--- start of Information provided ---

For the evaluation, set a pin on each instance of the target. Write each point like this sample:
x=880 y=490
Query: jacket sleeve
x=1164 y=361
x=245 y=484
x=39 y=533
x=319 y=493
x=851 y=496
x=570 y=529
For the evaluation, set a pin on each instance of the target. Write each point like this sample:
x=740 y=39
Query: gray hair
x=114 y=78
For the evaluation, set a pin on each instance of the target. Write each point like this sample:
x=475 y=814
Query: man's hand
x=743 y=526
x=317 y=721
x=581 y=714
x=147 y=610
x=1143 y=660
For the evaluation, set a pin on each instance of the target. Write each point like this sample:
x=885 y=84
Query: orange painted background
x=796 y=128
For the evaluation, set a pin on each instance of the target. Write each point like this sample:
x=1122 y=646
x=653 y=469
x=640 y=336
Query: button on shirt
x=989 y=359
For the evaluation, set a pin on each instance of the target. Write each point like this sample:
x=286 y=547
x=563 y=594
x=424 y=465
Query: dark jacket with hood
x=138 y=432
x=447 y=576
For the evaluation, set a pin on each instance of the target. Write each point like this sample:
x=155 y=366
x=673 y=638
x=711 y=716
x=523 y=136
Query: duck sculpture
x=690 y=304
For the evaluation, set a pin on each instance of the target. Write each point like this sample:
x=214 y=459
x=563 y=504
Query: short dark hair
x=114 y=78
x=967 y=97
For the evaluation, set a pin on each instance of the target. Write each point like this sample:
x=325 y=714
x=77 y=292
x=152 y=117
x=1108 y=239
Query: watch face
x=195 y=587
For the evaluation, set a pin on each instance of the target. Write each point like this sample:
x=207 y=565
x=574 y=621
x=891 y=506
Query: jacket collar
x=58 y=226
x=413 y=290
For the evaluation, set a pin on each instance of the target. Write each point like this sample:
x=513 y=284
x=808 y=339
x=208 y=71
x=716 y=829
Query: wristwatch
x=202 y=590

--- end of Information provided ---

Which lines in the records above contain the word "hair"? Copy each of them.

Query: gray hair
Query: short dark hair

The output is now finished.